Passage étudié →
Comment fonctionne exactement la puce Neuralink ?
La technologie développée par Neuralink est aussi discrète que révolutionnaire. L’implant, de la taille d’une pièce de monnaie, est décrit comme « entièrement implantable » et « cosmétiquement invisible ». Le dispositif contient 1 024 électrodes, réparties sur de très fins fils flexibles. Ces fils sont insérés directement dans le cortex cérébral. Cette zone régule les fonctions complexes comme la pensée, les émotions ou l’apprentissage. L’objectif : capter les signaux électriques des neurones, les cellules qui commandent le corps. Ces signaux sont ensuite traités par une puce personnalisée, intégrée dans l’implant, puis envoyés via Bluetooth vers un ordinateur ou un autre appareil connecté.

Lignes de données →
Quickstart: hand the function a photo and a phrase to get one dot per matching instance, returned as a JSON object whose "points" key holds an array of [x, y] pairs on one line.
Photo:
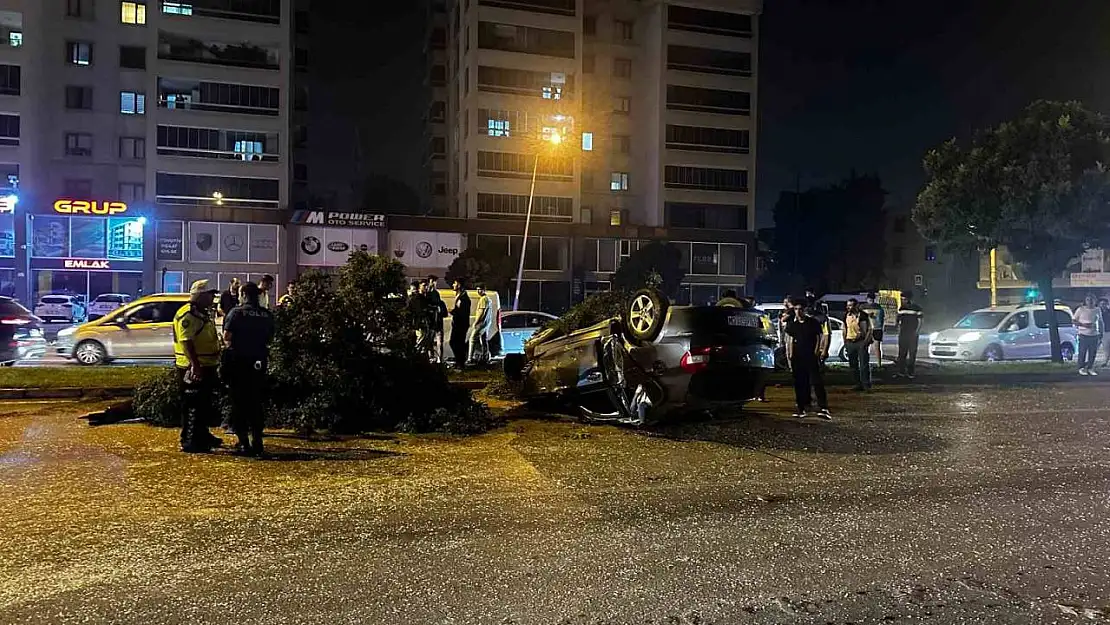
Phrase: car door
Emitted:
{"points": [[1019, 338]]}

Travail demandé →
A) D'après le passage étudié, combien d'électrodes le dispositif Neuralink contient-il ?
B) Expliquez en une à trois phrases pourquoi, selon le passage étudié, les fils de l'implant sont insérés dans le cortex cérébral.
Répondez en vous fondant uniquement sur le passage étudié.

Solutions ordonnées →
A) Le dispositif contient 1 024 électrodes, réparties sur de très fins fils flexibles.

B) Les fils sont insérés dans le cortex cérébral afin de capter les signaux électriques des neurones, les cellules qui commandent le corps. Cette zone régule des fonctions complexes comme la pensée, les émotions ou l'apprentissage.